[Records from a data collection]
— start —

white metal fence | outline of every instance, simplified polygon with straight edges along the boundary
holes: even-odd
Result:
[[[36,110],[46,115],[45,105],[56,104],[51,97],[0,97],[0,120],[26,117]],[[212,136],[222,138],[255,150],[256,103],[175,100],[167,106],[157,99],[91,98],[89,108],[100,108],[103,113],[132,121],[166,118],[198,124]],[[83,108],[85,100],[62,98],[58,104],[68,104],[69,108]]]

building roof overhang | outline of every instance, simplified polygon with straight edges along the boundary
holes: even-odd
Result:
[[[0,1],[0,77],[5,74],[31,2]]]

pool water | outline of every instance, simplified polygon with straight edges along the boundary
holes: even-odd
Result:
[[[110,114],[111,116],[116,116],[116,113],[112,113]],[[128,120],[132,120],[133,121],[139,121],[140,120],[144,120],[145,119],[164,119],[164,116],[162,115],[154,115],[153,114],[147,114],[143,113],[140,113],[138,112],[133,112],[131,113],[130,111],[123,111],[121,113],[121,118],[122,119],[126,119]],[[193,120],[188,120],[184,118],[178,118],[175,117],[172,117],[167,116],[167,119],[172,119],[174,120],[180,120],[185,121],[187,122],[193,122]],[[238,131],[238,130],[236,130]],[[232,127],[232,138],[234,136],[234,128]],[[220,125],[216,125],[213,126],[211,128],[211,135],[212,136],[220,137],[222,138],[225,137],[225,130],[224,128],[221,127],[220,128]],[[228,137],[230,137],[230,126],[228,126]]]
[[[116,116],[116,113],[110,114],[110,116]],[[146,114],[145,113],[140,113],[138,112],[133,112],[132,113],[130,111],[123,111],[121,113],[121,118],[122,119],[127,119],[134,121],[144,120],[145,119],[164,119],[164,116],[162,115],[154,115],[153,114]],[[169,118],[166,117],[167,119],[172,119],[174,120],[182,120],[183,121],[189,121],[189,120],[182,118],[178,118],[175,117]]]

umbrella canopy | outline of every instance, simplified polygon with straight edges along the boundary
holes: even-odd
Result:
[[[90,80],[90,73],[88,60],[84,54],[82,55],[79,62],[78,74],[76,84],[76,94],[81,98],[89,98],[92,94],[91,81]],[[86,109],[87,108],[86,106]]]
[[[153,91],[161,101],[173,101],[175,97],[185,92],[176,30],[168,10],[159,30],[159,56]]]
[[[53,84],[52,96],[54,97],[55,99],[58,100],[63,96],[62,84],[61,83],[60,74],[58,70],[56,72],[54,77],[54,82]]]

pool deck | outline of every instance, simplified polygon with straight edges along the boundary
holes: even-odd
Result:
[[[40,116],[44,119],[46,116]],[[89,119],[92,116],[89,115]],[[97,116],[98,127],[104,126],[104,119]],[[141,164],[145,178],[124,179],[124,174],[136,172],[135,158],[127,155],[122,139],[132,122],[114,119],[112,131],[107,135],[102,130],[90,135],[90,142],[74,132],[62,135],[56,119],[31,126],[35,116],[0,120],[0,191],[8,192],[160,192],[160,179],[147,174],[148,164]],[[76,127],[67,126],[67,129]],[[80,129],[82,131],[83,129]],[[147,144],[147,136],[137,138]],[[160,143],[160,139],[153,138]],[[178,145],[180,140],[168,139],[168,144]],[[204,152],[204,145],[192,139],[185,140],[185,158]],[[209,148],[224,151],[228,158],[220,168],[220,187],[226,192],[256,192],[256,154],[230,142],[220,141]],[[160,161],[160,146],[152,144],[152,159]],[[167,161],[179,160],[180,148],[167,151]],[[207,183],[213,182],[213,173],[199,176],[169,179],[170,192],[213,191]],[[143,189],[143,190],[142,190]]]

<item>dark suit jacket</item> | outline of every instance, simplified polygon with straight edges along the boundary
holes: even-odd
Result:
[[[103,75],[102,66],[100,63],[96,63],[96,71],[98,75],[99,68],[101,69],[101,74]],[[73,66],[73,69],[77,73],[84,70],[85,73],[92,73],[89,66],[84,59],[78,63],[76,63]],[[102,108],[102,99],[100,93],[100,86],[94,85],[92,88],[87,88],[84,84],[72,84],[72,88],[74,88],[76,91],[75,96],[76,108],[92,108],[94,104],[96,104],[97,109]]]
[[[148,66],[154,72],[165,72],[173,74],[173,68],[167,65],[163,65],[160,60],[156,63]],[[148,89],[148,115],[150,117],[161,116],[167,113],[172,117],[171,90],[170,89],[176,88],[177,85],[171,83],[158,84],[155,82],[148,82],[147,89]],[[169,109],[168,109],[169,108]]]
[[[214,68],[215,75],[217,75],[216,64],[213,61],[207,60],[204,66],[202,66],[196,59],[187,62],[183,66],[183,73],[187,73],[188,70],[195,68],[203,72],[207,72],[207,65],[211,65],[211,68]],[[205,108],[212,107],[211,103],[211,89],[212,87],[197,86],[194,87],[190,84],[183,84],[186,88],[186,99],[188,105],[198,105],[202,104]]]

— end —

- _STATED TASK_
Only the lines from the one that contains "<item>dark suit jacket</item>" to the end of the entries above should be given again, exactly and in full.

- _ANSWER FOR THIS EXERCISE_
<item>dark suit jacket</item> | outline of every instance, simplified polygon with straight edges along the boundary
holes: even-odd
Result:
[[[103,75],[102,66],[100,63],[96,63],[96,71],[98,75],[99,68],[101,69],[101,74]],[[73,66],[73,69],[77,73],[84,70],[85,73],[92,73],[89,66],[84,59],[78,63],[76,63]],[[102,108],[102,99],[100,93],[100,86],[94,85],[92,88],[87,88],[84,84],[72,84],[72,88],[74,88],[76,91],[75,96],[76,108],[92,108],[94,104],[96,104],[97,109]]]
[[[148,66],[154,72],[165,72],[173,74],[173,68],[167,65],[163,65],[160,60],[156,63]],[[148,89],[148,115],[150,117],[161,116],[167,113],[172,117],[171,90],[170,89],[176,88],[177,85],[171,83],[158,84],[155,82],[148,82],[147,89]],[[169,109],[168,109],[169,108]]]
[[[214,68],[215,75],[217,75],[216,64],[213,61],[207,60],[204,66],[202,66],[196,59],[187,62],[183,66],[183,73],[187,73],[188,70],[195,68],[203,72],[207,72],[207,65],[211,65],[211,68]],[[205,108],[212,107],[211,103],[211,89],[212,87],[197,86],[194,87],[190,84],[183,84],[186,88],[186,99],[188,105],[198,105],[202,104]]]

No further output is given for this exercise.